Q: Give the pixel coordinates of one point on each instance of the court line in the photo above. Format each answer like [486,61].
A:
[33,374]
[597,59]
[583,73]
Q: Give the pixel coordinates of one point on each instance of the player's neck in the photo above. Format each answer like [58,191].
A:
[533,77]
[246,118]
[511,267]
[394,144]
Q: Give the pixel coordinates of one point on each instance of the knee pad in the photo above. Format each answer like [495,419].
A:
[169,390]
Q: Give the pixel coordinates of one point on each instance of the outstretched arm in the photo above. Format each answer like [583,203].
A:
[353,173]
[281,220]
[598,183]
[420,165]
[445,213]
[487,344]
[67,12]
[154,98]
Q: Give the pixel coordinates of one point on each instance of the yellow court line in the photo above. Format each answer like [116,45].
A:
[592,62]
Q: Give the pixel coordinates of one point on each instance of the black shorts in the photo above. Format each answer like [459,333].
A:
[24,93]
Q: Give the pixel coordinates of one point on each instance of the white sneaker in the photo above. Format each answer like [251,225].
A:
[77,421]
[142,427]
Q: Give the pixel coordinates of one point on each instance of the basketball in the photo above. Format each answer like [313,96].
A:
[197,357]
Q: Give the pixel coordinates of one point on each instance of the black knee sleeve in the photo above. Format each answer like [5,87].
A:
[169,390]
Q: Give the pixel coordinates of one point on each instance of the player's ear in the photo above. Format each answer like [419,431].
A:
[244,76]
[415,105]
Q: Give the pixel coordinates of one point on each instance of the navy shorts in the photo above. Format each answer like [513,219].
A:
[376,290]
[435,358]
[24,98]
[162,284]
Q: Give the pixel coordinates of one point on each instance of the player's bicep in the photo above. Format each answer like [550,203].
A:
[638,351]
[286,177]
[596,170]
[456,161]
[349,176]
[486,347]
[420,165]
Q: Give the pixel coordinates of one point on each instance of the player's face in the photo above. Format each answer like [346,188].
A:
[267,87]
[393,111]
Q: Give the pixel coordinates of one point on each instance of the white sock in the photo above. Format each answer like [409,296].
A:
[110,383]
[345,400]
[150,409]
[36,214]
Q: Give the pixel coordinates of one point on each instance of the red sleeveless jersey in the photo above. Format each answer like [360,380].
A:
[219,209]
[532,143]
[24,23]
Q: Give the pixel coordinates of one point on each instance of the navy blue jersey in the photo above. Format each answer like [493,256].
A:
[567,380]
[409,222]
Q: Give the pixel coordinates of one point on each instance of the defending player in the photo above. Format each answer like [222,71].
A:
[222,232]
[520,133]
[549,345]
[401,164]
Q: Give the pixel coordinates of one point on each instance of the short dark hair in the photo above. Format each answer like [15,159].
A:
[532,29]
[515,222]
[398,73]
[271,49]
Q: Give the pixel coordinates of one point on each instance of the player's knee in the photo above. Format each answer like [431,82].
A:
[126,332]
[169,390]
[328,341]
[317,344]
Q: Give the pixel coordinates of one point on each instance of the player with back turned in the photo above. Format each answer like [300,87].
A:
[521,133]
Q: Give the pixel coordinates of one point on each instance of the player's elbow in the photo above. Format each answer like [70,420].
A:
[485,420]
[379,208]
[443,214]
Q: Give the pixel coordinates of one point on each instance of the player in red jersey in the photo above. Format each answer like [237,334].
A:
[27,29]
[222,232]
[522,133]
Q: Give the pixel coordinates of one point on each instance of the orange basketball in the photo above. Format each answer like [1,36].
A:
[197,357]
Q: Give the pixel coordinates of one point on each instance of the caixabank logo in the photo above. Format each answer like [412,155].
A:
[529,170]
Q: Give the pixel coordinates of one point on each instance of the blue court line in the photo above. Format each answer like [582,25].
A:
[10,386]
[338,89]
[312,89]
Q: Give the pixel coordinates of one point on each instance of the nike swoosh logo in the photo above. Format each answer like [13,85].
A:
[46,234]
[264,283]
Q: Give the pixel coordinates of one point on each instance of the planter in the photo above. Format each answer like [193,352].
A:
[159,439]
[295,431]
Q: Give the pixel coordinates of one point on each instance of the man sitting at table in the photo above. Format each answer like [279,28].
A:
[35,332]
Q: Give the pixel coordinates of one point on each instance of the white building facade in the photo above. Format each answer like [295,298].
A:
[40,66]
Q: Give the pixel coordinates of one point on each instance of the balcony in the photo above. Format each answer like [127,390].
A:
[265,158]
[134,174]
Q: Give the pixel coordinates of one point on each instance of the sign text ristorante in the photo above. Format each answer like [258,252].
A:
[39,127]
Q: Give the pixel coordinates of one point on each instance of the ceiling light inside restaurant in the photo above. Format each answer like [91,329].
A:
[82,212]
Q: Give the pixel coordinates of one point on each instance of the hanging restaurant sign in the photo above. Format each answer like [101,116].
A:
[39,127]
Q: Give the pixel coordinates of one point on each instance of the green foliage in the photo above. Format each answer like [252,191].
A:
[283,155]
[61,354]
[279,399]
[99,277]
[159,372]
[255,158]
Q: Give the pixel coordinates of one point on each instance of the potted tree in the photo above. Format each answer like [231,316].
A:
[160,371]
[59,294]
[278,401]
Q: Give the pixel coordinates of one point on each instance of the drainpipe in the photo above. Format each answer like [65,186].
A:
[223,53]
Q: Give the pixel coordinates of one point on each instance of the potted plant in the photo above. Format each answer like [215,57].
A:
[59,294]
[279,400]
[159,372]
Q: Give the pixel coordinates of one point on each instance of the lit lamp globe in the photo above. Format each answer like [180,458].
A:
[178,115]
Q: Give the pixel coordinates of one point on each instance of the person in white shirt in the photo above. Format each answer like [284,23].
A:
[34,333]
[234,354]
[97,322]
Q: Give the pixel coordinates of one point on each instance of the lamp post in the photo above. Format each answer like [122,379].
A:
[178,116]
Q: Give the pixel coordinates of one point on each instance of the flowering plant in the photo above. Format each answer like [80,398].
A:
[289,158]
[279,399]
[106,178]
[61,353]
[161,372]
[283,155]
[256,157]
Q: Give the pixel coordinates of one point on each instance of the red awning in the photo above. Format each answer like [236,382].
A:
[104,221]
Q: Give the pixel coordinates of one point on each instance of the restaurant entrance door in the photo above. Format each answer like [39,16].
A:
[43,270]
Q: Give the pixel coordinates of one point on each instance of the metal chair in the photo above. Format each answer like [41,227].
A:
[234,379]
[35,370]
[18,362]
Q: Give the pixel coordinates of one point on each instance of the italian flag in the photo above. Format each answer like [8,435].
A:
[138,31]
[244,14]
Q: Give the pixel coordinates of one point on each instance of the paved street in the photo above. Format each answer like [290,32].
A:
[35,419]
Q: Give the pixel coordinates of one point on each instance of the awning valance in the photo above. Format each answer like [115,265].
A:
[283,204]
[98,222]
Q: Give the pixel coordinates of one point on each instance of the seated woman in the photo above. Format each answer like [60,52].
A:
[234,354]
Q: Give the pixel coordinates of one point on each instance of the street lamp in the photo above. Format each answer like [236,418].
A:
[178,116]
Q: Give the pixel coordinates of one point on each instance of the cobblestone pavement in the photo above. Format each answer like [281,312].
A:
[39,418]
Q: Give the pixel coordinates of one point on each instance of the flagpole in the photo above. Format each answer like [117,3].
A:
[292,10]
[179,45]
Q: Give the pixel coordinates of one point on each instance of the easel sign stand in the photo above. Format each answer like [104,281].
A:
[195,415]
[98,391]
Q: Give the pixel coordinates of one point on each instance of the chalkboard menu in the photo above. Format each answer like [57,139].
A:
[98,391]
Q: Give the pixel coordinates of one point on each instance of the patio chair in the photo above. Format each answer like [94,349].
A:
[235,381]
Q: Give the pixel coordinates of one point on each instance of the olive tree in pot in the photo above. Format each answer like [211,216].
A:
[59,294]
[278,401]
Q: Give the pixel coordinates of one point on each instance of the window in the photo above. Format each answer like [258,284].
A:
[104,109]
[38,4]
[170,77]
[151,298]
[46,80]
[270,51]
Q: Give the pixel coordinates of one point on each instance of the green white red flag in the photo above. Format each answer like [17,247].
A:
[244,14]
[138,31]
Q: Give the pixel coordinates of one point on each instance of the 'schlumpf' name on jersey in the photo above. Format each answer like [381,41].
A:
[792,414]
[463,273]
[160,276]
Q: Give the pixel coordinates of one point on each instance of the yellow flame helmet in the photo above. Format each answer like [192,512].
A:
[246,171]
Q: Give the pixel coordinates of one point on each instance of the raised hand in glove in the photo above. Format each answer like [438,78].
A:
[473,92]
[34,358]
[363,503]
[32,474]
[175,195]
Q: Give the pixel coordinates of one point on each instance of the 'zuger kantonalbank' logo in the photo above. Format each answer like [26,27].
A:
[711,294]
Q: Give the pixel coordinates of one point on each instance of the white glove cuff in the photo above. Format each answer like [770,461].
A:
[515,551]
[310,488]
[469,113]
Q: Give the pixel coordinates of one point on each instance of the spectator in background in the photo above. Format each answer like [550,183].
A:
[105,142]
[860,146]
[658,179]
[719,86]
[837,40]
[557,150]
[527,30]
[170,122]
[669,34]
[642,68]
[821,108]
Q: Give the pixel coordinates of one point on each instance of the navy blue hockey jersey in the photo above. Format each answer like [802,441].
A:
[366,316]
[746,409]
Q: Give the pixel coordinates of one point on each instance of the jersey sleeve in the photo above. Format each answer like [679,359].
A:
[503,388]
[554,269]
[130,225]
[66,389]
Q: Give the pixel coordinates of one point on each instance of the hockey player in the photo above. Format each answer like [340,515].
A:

——————————

Task prompt: Scan the entries and show every line in which the word "awning" is found.

Exercise output:
Q: Give the pixel coordinates of one point on each instance of the red awning in the photo above. Format each answer like [236,382].
Q: Give the pixel coordinates of one point on each instance of the awning valance in the photo above. Format each answer like [115,265].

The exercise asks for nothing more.